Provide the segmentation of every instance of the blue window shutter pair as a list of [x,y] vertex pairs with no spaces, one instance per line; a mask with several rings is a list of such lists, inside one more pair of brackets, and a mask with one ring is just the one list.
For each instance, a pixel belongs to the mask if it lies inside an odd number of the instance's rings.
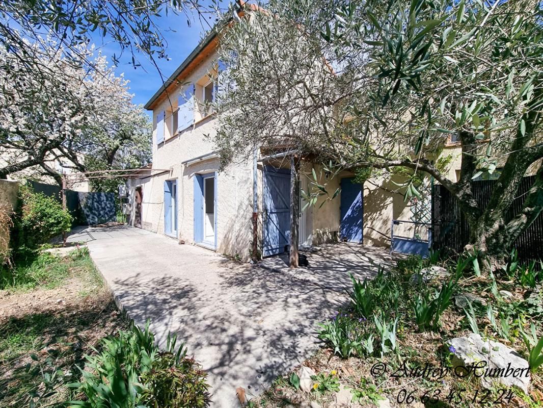
[[190,85],[178,99],[178,131],[186,129],[194,122],[194,85]]
[[166,112],[162,110],[156,116],[156,144],[164,141],[164,118]]

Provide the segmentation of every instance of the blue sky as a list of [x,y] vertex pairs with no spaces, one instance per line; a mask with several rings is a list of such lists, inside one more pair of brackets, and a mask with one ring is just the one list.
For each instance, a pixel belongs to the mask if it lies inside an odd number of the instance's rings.
[[[212,24],[214,19],[206,18]],[[163,29],[163,34],[167,41],[167,50],[169,60],[156,59],[159,68],[164,79],[167,78],[185,60],[193,50],[198,45],[205,29],[209,27],[194,17],[191,26],[187,23],[187,16],[180,13],[175,15],[169,13],[162,16],[157,21],[159,26]],[[172,29],[174,29],[175,32]],[[94,44],[102,54],[108,58],[109,63],[112,64],[111,57],[115,54],[118,58],[120,47],[112,41],[101,37],[95,39]],[[149,60],[148,57],[140,54],[135,56],[141,66],[134,69],[132,66],[132,55],[125,52],[119,58],[119,66],[117,67],[118,74],[124,73],[124,77],[130,81],[130,92],[134,94],[132,101],[136,104],[144,104],[158,90],[162,84],[160,73]],[[150,113],[149,112],[149,114]]]

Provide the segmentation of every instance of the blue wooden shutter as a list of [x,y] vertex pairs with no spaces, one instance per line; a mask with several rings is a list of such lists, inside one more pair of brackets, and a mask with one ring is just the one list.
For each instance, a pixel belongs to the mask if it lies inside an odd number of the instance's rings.
[[194,242],[204,240],[204,180],[199,174],[194,175]]
[[156,144],[164,141],[164,118],[166,112],[162,110],[156,116]]
[[179,109],[177,111],[178,130],[186,129],[194,122],[194,85],[189,86],[178,99]]

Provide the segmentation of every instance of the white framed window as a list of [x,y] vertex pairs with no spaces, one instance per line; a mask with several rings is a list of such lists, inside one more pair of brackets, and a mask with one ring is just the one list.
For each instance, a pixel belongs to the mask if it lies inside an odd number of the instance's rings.
[[179,131],[179,108],[174,108],[173,112],[172,113],[172,132],[173,135],[177,134],[178,131]]
[[202,116],[206,116],[213,113],[211,104],[215,100],[215,83],[210,81],[202,86],[201,101],[203,105]]

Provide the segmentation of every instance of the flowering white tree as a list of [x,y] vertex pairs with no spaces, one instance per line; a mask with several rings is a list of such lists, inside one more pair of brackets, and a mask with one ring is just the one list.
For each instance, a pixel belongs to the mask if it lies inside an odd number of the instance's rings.
[[[419,194],[421,173],[431,175],[457,199],[469,248],[479,250],[484,269],[503,264],[543,211],[541,3],[270,0],[261,7],[223,33],[230,86],[219,98],[216,141],[224,160],[264,146],[339,168],[399,168],[411,174],[408,196]],[[451,136],[462,149],[458,180],[436,165]],[[510,219],[530,169],[535,182]],[[498,177],[483,208],[471,181],[493,174]]]
[[[127,168],[146,164],[151,126],[142,107],[131,102],[128,82],[116,76],[104,57],[75,64],[52,46],[33,48],[33,58],[51,75],[28,72],[17,59],[0,50],[10,65],[0,77],[0,177],[31,168],[60,181],[51,162],[80,171]],[[5,50],[4,50],[5,51]]]

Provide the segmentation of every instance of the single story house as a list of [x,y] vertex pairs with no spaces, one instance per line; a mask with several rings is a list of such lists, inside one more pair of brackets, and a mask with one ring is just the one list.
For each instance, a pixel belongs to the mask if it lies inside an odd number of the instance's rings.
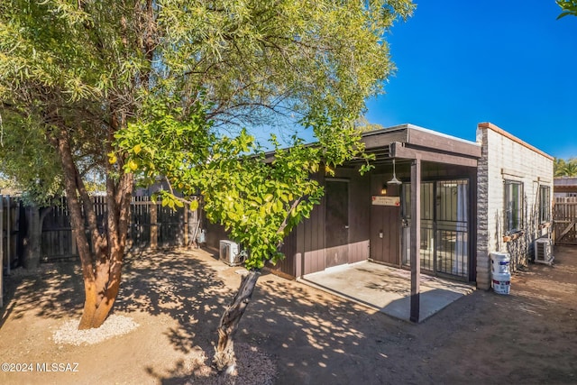
[[[353,160],[320,176],[325,197],[273,271],[298,278],[369,260],[410,269],[413,286],[422,272],[487,289],[492,252],[508,252],[517,269],[549,236],[554,159],[496,125],[479,124],[475,142],[412,124],[362,142],[374,169],[360,175]],[[209,226],[207,244],[219,239]]]

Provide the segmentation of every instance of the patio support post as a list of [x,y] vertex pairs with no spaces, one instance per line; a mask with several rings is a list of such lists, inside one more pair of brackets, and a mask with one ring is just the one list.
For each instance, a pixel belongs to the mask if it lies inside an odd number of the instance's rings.
[[411,163],[411,310],[410,321],[417,323],[420,307],[421,261],[421,160]]

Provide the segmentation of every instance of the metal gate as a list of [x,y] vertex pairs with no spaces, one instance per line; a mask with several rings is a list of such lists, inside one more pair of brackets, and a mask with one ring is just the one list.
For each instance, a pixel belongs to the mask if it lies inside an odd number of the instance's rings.
[[577,197],[555,197],[553,220],[555,243],[577,244]]

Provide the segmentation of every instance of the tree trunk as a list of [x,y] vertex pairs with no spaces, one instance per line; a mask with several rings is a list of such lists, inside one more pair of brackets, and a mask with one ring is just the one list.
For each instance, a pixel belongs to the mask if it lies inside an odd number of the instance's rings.
[[246,307],[251,302],[254,287],[260,276],[261,271],[248,271],[243,277],[233,303],[224,311],[218,325],[218,344],[215,348],[213,362],[218,371],[222,371],[225,369],[227,374],[236,372],[234,337]]

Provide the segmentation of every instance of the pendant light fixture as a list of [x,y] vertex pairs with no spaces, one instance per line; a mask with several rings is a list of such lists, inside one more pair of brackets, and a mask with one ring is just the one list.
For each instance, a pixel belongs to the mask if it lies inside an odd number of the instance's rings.
[[397,179],[397,174],[395,172],[395,159],[393,158],[393,179],[387,182],[388,185],[401,185],[403,182]]

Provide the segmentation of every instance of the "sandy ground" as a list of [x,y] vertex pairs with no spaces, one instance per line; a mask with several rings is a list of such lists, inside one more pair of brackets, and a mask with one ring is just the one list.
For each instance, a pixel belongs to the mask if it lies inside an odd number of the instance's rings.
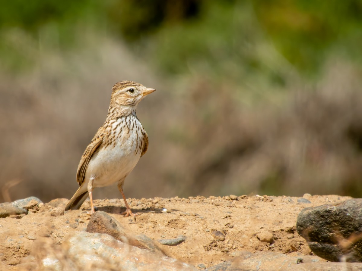
[[[132,211],[138,214],[135,221],[120,214],[125,209],[122,200],[96,200],[95,203],[98,210],[113,216],[130,234],[144,234],[156,241],[185,236],[186,241],[177,245],[160,246],[170,257],[195,267],[203,264],[207,268],[245,251],[312,255],[296,231],[299,212],[306,207],[350,198],[305,195],[304,198],[311,203],[299,202],[300,198],[232,195],[129,199]],[[75,232],[85,230],[90,219],[87,214],[90,209],[89,201],[80,210],[64,215],[51,215],[52,210],[63,207],[67,200],[54,200],[38,210],[30,210],[21,218],[0,219],[0,267],[21,269],[23,263],[43,258],[50,249],[59,250]]]

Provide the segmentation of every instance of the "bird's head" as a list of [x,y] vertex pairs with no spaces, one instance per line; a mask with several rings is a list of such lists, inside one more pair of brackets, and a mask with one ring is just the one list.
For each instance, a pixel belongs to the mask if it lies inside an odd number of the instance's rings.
+---+
Short task: Collect every line in the records above that contains the word "blue", and copy each one out in full.

Expected answer:
Provide the segmentation of every instance of the blue window shutter pair as a list of [x,y] vertex pairs with no spaces, one instance per line; a mask with several rings is a list of such lists, inside one more pair of brackets, and a mask with one ring is just the one list.
Provide the segmentation of every instance of the blue sky as a list of [x,y] vertex pairs with no spaces, one instance per line; a mask with several rings is a list of such lists, inside one more pair of brackets, and a mask with one ring is just the one list.
Provide the segmentation of every instance of the blue wooden shutter as a list of [x,y] vertex pairs with no spaces, one instance per line; a mask with several rings is a list of such lists, inside one more pair of brackets, and a mask with one ring is just the one list.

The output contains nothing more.